EXERCISE: Write out, exactly and in full, the line where "Query: eyebrow" appears together with all lines that follow it in the entries below. Do not include pictures.

(Point-per-instance localization data)

--*--

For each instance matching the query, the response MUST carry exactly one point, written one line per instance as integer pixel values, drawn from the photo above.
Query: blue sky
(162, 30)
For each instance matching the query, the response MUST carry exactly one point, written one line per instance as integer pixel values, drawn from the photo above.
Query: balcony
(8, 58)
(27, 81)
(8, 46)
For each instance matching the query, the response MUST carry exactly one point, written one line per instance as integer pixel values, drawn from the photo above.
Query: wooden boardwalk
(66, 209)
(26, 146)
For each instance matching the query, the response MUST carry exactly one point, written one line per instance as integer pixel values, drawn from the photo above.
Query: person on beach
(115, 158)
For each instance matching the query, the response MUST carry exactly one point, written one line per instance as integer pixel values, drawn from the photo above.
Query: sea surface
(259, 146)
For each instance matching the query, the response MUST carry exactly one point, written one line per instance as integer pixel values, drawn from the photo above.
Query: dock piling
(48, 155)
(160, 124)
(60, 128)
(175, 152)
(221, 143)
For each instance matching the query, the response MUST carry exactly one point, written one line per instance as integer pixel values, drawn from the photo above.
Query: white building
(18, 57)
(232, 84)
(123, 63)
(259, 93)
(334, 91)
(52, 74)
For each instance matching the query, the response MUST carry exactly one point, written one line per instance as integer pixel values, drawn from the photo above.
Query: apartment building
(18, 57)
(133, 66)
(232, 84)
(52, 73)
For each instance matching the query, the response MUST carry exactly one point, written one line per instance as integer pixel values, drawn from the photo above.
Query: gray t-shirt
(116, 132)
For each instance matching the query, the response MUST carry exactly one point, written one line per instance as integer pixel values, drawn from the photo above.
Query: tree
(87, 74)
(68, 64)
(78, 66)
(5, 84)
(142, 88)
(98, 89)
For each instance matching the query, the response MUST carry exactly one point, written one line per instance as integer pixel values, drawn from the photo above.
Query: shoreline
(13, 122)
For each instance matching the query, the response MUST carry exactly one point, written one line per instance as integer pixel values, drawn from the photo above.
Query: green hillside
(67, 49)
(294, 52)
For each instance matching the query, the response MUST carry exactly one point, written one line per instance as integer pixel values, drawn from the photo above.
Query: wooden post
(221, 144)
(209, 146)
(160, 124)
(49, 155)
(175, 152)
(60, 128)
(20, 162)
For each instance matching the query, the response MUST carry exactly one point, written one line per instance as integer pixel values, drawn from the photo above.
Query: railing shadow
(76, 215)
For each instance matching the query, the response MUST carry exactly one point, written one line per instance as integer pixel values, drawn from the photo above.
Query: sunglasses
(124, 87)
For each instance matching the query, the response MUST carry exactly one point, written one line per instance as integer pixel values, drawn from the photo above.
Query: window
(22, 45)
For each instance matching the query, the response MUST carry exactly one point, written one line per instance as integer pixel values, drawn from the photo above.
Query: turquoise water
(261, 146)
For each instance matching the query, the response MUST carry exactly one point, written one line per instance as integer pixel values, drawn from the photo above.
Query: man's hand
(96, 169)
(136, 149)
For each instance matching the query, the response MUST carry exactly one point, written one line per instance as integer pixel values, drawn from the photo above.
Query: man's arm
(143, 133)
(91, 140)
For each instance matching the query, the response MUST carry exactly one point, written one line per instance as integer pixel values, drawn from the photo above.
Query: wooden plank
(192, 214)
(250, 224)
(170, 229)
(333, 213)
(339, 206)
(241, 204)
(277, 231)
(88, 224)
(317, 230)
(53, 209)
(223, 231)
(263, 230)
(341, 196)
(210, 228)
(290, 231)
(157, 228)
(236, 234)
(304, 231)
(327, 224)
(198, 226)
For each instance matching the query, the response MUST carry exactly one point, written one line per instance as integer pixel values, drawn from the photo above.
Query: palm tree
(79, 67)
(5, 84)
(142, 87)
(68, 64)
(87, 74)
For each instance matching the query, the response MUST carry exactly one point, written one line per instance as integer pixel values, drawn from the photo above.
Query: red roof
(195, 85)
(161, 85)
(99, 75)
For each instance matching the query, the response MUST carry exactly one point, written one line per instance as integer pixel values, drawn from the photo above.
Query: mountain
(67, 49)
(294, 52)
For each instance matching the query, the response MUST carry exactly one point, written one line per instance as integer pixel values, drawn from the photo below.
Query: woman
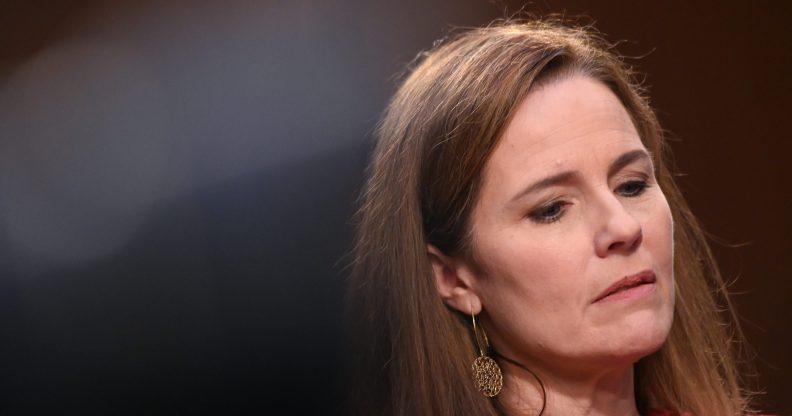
(522, 247)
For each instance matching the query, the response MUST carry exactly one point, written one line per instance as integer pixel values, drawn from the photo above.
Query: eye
(632, 188)
(551, 212)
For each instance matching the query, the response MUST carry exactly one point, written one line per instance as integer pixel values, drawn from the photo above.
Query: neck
(607, 393)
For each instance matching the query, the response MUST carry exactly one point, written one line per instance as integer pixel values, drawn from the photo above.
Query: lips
(627, 283)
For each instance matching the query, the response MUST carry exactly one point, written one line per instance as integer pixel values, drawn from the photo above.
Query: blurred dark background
(177, 181)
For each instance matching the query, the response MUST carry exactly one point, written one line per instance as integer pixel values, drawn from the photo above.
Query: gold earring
(486, 373)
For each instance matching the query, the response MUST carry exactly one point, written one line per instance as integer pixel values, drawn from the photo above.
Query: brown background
(176, 181)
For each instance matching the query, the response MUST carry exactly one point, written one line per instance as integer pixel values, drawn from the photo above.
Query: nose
(619, 231)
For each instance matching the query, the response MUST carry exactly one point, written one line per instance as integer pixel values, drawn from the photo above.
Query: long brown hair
(411, 353)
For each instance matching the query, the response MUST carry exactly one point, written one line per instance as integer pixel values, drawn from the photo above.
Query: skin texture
(543, 256)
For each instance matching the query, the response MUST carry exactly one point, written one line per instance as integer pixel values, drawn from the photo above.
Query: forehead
(570, 123)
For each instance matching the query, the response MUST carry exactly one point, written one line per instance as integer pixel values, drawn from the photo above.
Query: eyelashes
(554, 210)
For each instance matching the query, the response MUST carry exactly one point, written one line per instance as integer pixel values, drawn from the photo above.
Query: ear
(454, 282)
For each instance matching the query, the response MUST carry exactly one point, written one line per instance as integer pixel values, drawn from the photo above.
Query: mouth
(628, 287)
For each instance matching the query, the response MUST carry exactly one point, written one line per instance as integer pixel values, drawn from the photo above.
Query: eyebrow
(564, 177)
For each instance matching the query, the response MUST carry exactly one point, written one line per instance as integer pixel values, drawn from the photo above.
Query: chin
(643, 337)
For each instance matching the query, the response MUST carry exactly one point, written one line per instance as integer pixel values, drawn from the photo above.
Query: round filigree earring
(486, 373)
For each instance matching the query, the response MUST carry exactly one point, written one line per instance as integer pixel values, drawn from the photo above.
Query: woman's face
(569, 207)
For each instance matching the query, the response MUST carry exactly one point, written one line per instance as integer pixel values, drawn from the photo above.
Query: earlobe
(454, 282)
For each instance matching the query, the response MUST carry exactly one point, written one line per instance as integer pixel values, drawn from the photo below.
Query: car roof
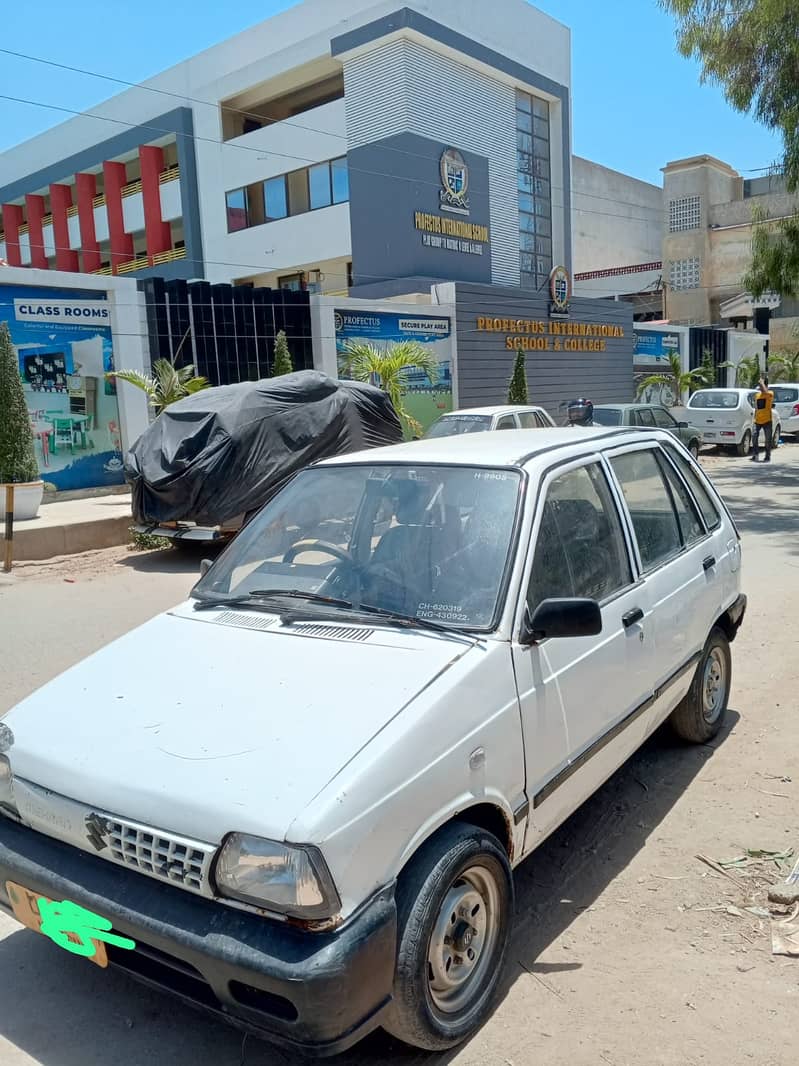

--*--

RESPONSE TO THE TASK:
Query: eyebrow
(564, 177)
For each instance matching the query, the response MUST carry exactly one point, written one line per instance as integer pixel values, drawn from the photo above.
Query: chin
(643, 337)
For each instance matching the query, the response MUST carry exactly one point, written one line per instance as integer pixel values, drawn from the photo above.
Query: round filigree earring
(486, 373)
For each instance matching the query, the response MUST carry exactly one point, written one line per instance as integer pixel values, drawn from the photo above.
Query: woman's face
(569, 207)
For each instance matching the query, the response MUST carry exactly one point, written one line per instance as integer pixel values, drawn from the photo above.
Query: earlobe
(454, 282)
For each instance matching the query, the response MUST carry exactly one point, written one line per instance as integer pixel values, drawn from the photo below.
Query: car roof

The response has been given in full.